**Text shown**:
# Queen right cell builders



## WG Bee Farm (Jan 29, 2005)

In reviewing the comments of this list, I have not heard of many that use a queen right cell builder.
Is there anyone that uses this approach.
Frank Wyatt


----------



## Chef Isaac (Jul 26, 2004)

Dan does. 

A cloake board works very nicely.


----------



## peggjam (Mar 4, 2005)

I don't. I might start taking the cells out when capped and putting them into an incubator though.


----------



## Dan Williamson (Apr 6, 2004)

I use the Cloake board as Chef mentioned.

I put the Cloake board on about 4 days to a week before graft to get the bees accustomed to that entrance. I move as much young larvae above the excluder 2-3 days before graft as I can....1 day before graft I slide in board to make the top box(es) queenless. I take out the young larvae leaving young nurse bees in starter/finisher. i put cells into polish and make sure there is enough pollen/nectar. The next day I graft and 24 hrs later I remove the slide after cells where started making the cell builder queenright. They stay in the queenright colony above the excluder most of the time until I pull the cells and place in nucs. If I need to do another graft I have always waited to move them when the cells are capped.

This has worked well for me. I basically follow the method Sue Coby outlined in a 2 part article that she wrote for ABJ.

**Listed entries**:

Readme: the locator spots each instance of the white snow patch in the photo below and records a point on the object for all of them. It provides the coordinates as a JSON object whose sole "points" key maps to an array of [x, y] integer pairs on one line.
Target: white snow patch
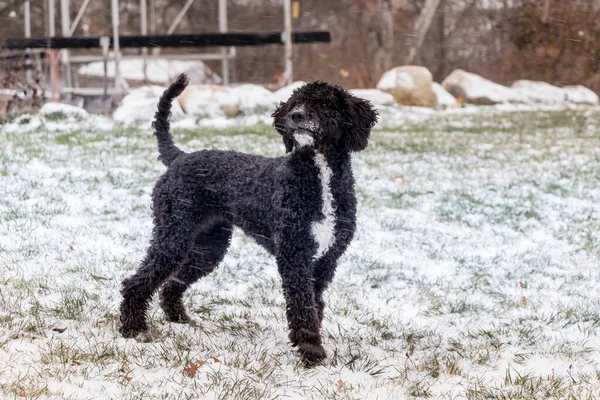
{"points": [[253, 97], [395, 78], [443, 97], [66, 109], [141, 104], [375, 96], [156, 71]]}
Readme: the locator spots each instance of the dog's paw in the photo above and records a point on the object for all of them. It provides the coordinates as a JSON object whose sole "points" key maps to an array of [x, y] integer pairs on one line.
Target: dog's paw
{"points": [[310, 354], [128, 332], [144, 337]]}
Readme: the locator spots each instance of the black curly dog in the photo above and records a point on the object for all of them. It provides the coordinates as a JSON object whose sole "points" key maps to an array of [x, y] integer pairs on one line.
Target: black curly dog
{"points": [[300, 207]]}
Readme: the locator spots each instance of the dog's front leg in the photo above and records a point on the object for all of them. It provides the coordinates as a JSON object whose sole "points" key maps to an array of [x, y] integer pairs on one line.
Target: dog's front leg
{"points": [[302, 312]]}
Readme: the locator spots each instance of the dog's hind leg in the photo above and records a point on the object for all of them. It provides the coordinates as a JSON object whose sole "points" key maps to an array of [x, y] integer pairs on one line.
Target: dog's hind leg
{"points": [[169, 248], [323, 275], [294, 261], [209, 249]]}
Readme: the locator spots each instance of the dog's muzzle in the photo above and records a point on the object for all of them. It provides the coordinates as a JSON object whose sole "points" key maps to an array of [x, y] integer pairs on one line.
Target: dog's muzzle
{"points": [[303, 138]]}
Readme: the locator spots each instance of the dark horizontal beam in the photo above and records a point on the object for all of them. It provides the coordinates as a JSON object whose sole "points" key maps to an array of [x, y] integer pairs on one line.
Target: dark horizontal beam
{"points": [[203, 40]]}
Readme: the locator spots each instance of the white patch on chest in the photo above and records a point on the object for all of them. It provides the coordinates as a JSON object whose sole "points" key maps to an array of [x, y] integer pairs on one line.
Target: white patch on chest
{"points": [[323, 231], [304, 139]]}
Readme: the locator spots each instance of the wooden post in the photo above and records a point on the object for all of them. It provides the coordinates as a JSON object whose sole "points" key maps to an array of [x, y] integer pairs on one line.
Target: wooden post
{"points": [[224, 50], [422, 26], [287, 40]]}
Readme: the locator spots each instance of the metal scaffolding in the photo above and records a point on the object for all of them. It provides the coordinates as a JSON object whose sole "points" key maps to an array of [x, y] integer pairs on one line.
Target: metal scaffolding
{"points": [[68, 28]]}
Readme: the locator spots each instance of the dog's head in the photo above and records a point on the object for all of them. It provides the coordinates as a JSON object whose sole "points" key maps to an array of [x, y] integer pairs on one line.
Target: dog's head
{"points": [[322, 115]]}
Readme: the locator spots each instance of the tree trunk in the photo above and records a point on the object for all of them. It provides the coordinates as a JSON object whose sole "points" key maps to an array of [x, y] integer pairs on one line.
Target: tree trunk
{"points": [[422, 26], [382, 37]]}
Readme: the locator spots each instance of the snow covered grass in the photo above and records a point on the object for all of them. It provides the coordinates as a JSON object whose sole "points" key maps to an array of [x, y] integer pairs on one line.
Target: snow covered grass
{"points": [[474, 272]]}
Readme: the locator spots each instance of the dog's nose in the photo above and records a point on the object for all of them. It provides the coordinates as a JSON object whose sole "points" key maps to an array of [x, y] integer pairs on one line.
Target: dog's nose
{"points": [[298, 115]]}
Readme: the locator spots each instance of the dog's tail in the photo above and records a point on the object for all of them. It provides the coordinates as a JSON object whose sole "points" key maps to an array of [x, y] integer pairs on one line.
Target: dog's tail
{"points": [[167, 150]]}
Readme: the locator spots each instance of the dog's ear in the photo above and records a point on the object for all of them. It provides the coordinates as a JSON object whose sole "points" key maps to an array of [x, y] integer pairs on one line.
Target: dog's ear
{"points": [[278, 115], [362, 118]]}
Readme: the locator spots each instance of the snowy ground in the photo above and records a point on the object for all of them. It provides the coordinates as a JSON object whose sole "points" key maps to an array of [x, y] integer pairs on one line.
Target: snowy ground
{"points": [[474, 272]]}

**Work instructions**:
[a] Answer these about the cell builder thread:
(i) What name signs the opening post?
(ii) What does peggjam say he might start doing with the cells once they are capped?
(iii) How long before grafting does Dan Williamson put the Cloake board on?
[b] Reproduce the cell builder thread between "## Chef Isaac" and "an incubator though.", inclusive, renaming "incubator" to "queen bank".
[c] Go on with the cell builder thread after its final sentence.
The records have nothing to do with the cell builder thread.

**Outputs by task**:
[a]
(i) Frank Wyatt
(ii) Taking them out and putting them into an incubator
(iii) About 4 days to a week

[b]
## Chef Isaac (Jul 26, 2004)

Dan does. 

A cloake board works very nicely.


----------



## peggjam (Mar 4, 2005)

I don't. I might start taking the cells out when capped and putting them into an queen bank though.

[c]
----------



## WG Bee Farm (Jan 29, 2005)

The method I am asking about uses a two story hive body set up and a queen excluder. No slide is used as in the cloake system.
I have been using this set up since '99 and have yet to see anyone else that has tried it. 
Just curious?
Seems natural with less disturbance to the hive and I can even continue to collect honey from this starter during a honey flow.
Good day.
Frank Wyatt


----------



## bjerm2 (Jun 9, 2004)

I take the queen right hive, put all the brood in an upper story without the queen. I then put the queen on the bottom box with empty frames and some sealed brood, next queen excluder, next an empty box with frames, next the box with all the young and sealed brood.
Now what happens is all the field bees go to the bottom and take care of the queen. She can not come up to the top to the brood. The empty box keeps her separated from the nurse bees who now think they are queenless. I then give them queen cells to work on. There is no loss in production since there is no disruption in colony growth or strength. If you want to play you can then set another queen excluder above the empty box and allow one queen to emerge to help in doubling the hive population for the fall and winter. You can replace the old queen then.
Dan


----------



## Brandy (Dec 3, 2005)

I would be interested to have you expand a little on your set up Frank. There are many ways but obviously one's with minor disturbance would be interesting to hear about.


----------



## JohnK and Sheri (Nov 28, 2004)

Frank, I think we use the same system you do but we use a double excluder for added insurance. We start our grafts in a queenless broodless nuc then after about 24 hours transfer them to the queenright colony to finish until ready to put the cells in mating nucs. Works great.
Sheri


----------



## WG Bee Farm (Jan 29, 2005)

*Queen right Cell Builders*

Sorry for the delay- been out of town and """busy"""

My Starter/Finsihers are two story.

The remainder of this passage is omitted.